BEGIN Data

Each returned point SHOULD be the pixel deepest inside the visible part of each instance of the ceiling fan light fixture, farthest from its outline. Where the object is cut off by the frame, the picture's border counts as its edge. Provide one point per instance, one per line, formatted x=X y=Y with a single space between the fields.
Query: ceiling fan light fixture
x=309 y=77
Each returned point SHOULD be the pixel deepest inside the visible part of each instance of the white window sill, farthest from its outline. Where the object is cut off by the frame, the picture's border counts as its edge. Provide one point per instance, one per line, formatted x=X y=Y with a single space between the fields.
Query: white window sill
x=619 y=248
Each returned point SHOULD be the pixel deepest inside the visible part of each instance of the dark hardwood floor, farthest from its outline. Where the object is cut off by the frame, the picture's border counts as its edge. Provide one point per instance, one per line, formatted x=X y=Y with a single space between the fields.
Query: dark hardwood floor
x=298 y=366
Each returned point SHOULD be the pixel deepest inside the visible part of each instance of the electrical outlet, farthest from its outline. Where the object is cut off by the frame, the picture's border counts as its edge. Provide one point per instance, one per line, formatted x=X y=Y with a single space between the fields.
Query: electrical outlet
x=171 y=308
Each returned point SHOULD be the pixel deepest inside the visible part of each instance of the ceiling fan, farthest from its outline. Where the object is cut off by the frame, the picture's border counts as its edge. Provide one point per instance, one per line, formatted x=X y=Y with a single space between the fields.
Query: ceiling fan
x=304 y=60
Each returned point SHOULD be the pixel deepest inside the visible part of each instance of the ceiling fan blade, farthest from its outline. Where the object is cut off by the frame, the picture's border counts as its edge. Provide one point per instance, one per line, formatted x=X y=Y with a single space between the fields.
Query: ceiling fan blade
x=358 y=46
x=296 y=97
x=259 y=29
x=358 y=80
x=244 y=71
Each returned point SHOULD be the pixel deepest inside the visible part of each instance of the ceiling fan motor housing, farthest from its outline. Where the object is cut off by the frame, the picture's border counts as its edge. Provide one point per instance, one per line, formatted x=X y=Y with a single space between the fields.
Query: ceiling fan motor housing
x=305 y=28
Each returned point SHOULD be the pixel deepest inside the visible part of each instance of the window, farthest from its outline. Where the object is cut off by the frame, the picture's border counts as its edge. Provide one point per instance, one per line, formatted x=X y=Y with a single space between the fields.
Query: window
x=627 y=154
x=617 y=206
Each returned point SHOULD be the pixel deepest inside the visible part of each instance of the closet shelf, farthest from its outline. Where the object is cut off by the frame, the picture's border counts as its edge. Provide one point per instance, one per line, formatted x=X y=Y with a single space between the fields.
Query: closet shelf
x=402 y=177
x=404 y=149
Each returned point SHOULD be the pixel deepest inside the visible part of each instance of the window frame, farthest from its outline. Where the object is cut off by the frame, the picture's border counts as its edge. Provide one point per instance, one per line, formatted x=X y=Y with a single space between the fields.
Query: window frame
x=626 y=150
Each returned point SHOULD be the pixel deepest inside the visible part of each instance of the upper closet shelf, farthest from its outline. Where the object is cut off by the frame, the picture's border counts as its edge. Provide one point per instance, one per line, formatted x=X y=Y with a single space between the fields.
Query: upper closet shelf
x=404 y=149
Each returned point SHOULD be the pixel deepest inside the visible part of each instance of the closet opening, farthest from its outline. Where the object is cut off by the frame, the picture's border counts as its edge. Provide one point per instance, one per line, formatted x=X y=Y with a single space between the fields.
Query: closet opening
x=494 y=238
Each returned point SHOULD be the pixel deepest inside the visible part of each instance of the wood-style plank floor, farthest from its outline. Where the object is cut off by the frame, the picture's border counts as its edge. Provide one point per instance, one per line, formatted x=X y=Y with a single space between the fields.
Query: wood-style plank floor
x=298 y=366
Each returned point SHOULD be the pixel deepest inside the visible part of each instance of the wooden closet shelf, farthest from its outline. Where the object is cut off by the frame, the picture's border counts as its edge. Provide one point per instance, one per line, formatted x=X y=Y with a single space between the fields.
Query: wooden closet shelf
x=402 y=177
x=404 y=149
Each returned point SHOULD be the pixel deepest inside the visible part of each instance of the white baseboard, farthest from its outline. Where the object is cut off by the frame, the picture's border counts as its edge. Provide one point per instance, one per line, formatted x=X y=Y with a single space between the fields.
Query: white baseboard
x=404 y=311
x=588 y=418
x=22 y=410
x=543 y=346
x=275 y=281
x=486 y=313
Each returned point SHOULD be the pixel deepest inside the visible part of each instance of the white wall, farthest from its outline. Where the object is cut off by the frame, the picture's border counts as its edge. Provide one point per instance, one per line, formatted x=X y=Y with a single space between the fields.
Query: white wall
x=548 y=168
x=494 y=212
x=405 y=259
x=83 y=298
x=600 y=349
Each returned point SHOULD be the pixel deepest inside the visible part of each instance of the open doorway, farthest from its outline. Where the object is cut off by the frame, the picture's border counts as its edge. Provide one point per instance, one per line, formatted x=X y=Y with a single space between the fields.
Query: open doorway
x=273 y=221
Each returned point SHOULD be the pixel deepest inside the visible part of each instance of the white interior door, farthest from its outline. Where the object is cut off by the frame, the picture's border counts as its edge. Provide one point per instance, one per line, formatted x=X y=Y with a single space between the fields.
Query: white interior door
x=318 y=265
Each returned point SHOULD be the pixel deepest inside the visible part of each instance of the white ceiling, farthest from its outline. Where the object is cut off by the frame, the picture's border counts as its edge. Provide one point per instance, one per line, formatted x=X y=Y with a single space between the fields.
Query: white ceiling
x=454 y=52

END Data

Starting at the first line of the items and going on through the line with "x=619 y=248", write every line out again in full, offsetting each x and y coordinate in the answers by adding 12.

Each returned point SHOULD be the pixel deepest inside the visible part of each instance of the ceiling fan light fixture, farthest from its outline. Where the object is cut off by the frame, the picture's border counts as its edge. Provide one point per instance, one per line, formatted x=X y=Y with a single space between the fields.
Query: ceiling fan light fixture
x=321 y=89
Each returned point SHOULD be the pixel deepest inside the visible part of each instance of the white window sill, farthest from its outline. Where the object is cut off by the frame, the picture's border counts as its edge. Provide one point per instance, one per line, formatted x=X y=Y with a single space between the fields.
Query: white window sill
x=631 y=260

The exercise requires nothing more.